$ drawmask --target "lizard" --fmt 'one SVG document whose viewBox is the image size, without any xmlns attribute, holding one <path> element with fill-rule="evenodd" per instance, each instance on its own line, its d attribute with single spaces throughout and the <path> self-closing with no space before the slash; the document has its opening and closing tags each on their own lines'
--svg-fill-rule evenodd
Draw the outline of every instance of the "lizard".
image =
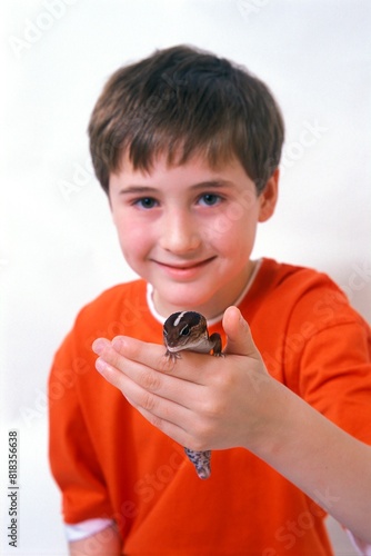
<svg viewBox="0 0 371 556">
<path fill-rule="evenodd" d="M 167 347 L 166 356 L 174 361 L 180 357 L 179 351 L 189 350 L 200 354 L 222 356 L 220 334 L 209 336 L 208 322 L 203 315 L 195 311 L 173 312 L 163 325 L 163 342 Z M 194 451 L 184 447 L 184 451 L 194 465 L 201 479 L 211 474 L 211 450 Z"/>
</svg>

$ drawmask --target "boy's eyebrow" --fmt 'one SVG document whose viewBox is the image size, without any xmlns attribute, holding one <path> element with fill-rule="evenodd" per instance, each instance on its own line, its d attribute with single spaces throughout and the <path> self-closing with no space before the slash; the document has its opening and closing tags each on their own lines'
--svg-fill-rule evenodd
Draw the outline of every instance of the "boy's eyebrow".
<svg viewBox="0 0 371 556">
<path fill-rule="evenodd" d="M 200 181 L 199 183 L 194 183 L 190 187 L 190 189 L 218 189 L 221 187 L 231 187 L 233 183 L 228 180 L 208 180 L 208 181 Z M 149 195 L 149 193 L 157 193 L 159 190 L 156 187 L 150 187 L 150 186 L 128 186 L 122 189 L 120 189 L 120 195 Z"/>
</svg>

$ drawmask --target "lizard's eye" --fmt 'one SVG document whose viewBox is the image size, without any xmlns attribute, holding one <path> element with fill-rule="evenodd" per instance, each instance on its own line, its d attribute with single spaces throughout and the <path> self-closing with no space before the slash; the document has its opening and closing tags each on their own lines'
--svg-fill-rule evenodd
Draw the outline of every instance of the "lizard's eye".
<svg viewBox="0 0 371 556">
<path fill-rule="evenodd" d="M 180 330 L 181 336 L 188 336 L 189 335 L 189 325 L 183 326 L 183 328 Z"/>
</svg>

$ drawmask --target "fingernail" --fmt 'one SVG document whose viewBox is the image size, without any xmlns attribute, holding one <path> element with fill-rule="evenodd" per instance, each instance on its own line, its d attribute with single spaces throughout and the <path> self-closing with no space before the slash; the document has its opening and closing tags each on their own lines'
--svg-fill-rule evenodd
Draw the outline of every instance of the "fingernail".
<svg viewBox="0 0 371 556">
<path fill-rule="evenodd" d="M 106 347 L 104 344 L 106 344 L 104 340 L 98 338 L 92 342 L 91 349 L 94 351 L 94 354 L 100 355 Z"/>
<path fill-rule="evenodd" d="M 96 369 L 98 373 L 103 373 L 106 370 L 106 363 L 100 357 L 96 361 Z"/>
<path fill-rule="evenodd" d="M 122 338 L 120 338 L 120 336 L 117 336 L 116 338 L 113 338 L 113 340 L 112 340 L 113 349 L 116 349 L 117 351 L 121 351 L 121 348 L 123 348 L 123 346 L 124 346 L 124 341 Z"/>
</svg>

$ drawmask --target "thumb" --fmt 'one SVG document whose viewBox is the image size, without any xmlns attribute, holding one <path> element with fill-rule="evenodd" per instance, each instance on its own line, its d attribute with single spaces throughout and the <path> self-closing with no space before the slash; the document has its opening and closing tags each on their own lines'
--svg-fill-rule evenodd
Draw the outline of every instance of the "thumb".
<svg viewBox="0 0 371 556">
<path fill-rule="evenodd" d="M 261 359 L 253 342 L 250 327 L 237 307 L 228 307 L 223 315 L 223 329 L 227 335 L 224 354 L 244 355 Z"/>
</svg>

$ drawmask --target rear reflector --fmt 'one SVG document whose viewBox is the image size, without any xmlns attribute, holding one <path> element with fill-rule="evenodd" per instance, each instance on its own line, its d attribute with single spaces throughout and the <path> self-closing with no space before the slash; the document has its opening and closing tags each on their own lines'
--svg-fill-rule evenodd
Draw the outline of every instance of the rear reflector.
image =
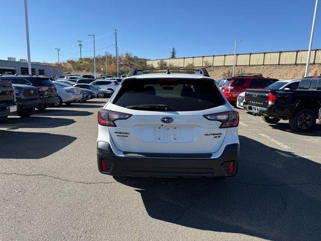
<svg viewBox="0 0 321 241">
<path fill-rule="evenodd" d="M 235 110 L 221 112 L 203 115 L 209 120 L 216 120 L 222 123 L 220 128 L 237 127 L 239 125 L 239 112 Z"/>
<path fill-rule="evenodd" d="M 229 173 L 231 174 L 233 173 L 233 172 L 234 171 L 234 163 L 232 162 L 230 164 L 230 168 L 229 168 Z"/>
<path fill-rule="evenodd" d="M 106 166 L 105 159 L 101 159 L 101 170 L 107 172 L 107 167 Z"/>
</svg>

* * *

What to do ▸
Extract every line of the data that contains the string "outline". Case counts.

Solution to this exercise ▸
Draw the outline of every instance of the "lizard".
Draw the outline of every instance of the "boy's eyebrow".
Draw the outline of every instance of the "lizard's eye".
Draw the outline of every instance of the "fingernail".
Draw the outline of every instance of the "thumb".
Draw the outline of every instance of the rear reflector.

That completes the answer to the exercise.